- _The tasks_
**1)** In the West Virginia forest passage, why did the tract of virgin forest on Gaudineer Knob survive? Answer in one to three sentences.
**2)** Resume the West Virginia forest passage from the point where it stops.

- _Text segment_

:::

|Fernow Experimental Forest|
The Fernow is located in one of the most mountainous regions of the Mountain State (WV), and is an active research forest. The purpose of this experimental forest is to foster a better understanding of West Virginia's forests, water, soils, and wildlife resources in order to protect and conserve ...
Gaudineer Scenic Area
|Description: An interesting blend of cultural and natural history meets here. Gaudineer Knob, located atop 4,445-foot-high Shavers Mountain in the Cheat Mountain Range, is a 140-acre tract of virgin red spruce-northern hardwoods forest that is 250 to 300 years old. It is a remnant of the spruce forests that originally spread across the highest mountaintops in West Virginia.|
The preservation of this forest was the result of a surveying mistake. Failing to correct for the difference between true north and magnetic north, a surveyor omitted this tract of land, resulting in a forgotten triangular wedge of virgin forest when the surrounding areas were logged. In 1964 the area was designated as a scenic area by the USDA Forest Service.

:::

- _Recorded information_
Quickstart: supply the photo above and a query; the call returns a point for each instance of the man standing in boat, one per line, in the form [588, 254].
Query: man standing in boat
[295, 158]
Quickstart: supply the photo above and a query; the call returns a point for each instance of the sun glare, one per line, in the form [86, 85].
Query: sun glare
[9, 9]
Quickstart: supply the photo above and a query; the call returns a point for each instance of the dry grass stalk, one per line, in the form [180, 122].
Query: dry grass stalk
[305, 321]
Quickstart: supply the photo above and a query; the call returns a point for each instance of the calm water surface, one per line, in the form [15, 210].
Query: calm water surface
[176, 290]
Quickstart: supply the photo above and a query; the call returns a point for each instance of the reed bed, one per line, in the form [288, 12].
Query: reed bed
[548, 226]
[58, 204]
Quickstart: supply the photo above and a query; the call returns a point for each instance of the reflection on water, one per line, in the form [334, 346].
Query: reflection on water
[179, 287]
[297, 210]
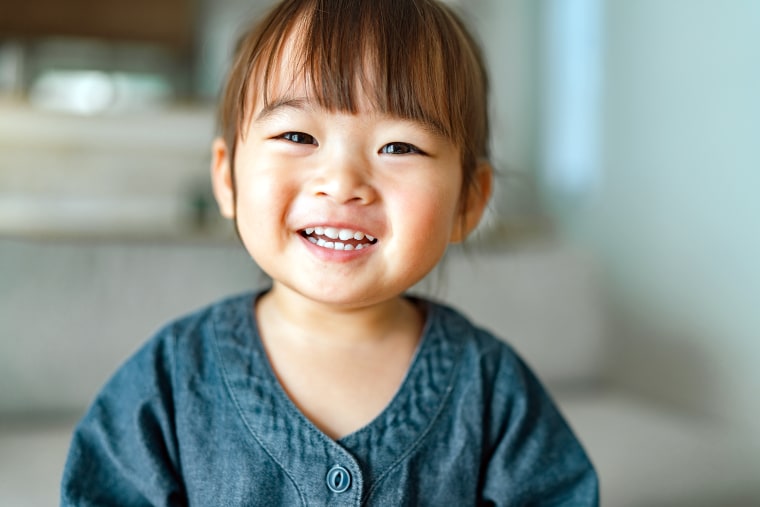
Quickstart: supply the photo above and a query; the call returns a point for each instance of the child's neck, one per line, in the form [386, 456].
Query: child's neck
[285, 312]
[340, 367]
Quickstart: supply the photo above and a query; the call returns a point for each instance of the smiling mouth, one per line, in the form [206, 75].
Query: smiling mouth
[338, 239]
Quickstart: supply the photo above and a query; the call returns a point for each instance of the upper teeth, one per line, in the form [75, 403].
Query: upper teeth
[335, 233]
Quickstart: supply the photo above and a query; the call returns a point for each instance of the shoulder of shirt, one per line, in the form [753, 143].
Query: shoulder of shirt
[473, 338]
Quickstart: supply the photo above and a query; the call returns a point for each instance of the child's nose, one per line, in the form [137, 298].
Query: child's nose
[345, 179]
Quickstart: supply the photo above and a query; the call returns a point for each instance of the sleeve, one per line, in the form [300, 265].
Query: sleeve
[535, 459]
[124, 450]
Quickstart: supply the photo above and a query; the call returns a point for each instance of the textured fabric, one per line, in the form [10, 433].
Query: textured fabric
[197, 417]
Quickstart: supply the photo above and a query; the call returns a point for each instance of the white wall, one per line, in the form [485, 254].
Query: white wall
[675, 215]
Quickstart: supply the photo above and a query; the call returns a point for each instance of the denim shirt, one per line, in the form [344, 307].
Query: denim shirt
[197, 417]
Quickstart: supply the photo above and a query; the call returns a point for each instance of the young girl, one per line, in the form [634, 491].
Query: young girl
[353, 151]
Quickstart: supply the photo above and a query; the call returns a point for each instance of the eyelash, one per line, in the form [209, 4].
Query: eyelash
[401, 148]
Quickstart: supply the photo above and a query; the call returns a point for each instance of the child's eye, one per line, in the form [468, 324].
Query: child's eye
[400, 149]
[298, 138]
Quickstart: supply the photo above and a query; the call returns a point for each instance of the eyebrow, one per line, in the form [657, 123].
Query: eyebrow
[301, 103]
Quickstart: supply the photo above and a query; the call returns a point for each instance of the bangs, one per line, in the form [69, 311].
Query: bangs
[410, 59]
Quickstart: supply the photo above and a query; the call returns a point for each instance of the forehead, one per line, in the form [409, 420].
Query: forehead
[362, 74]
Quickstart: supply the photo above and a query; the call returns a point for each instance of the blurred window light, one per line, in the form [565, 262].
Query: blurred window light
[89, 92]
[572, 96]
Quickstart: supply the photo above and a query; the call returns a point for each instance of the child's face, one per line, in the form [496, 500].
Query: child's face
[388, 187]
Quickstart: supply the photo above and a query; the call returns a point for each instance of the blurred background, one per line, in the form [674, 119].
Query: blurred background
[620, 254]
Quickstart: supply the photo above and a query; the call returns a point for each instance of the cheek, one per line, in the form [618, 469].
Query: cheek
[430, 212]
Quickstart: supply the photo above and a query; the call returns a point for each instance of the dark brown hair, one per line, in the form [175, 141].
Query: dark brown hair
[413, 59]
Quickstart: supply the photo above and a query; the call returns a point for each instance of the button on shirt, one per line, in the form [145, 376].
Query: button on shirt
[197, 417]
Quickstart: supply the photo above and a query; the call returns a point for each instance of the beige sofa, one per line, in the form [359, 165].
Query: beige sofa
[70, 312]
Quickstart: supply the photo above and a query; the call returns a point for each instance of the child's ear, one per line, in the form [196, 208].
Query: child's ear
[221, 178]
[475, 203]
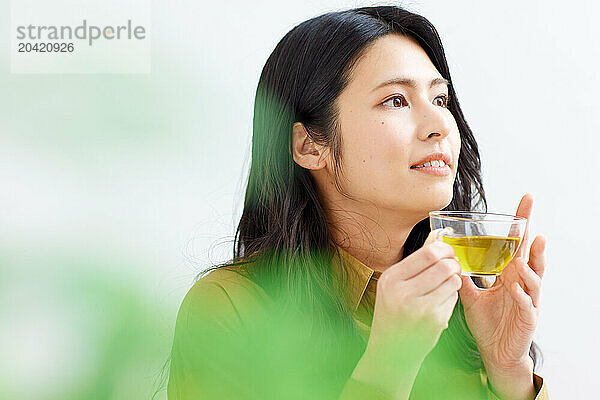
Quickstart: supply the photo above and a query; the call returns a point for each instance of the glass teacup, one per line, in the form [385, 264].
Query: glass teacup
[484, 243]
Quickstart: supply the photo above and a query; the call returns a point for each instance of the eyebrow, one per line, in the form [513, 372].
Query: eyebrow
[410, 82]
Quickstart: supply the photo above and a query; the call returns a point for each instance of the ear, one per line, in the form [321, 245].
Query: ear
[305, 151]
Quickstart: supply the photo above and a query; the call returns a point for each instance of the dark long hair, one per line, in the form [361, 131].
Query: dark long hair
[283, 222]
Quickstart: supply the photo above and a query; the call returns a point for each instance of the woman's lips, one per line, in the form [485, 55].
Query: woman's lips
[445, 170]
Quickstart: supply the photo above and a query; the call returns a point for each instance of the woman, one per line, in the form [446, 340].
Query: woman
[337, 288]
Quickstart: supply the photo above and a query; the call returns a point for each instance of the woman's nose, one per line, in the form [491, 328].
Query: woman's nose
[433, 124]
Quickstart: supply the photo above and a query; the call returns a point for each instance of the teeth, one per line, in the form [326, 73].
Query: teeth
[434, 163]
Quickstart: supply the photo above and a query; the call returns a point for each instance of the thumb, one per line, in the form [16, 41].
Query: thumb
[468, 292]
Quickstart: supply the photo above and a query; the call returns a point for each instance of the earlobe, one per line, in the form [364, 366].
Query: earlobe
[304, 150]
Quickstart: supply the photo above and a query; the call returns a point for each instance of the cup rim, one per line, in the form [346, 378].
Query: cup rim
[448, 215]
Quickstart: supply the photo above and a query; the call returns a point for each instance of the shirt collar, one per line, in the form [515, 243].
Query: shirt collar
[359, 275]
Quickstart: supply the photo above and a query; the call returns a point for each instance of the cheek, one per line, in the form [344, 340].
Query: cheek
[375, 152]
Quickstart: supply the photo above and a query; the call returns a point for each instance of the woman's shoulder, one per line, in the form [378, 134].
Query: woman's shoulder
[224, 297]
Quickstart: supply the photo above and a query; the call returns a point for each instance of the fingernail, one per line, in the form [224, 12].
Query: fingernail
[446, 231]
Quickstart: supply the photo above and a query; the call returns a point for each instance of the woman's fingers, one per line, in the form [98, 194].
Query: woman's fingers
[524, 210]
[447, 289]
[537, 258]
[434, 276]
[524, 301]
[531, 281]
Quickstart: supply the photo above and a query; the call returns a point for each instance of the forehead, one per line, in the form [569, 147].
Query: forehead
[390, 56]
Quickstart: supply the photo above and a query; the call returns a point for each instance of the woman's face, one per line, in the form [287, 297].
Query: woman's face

:::

- _Answer list_
**1)** A surveyor failed to correct for the difference between true north and magnetic north and left the tract out. Because of that mistake, a triangular wedge of virgin forest was forgotten when the surrounding areas were logged.

**2)**
Wildlife to Watch: The nine most common breeding birds here are magnolia warblers, solitary vireos, black-throated blue warblers, Blackburnian warblers, winter wrens, golden-crowned kinglets, black-capped chickadees, dark-eyed juncos, and chestnut-sided warblers. Early mornings and evenings from mid-May to mid-July are best to see these birds. Twenty-two species of warblers are known to summer here, more than at any other mountain in the Appalachians.
Gaudineer is also an exceptional place for bird watchers to find four species of brownbacked thrushes, all premier singers: hermit, Swainson’s, wood thrush, and veery. In the 1940s, studies by the U.S. Fish and Wildlife Service showed that this area had one of the highest populations of birds per acre in the United States.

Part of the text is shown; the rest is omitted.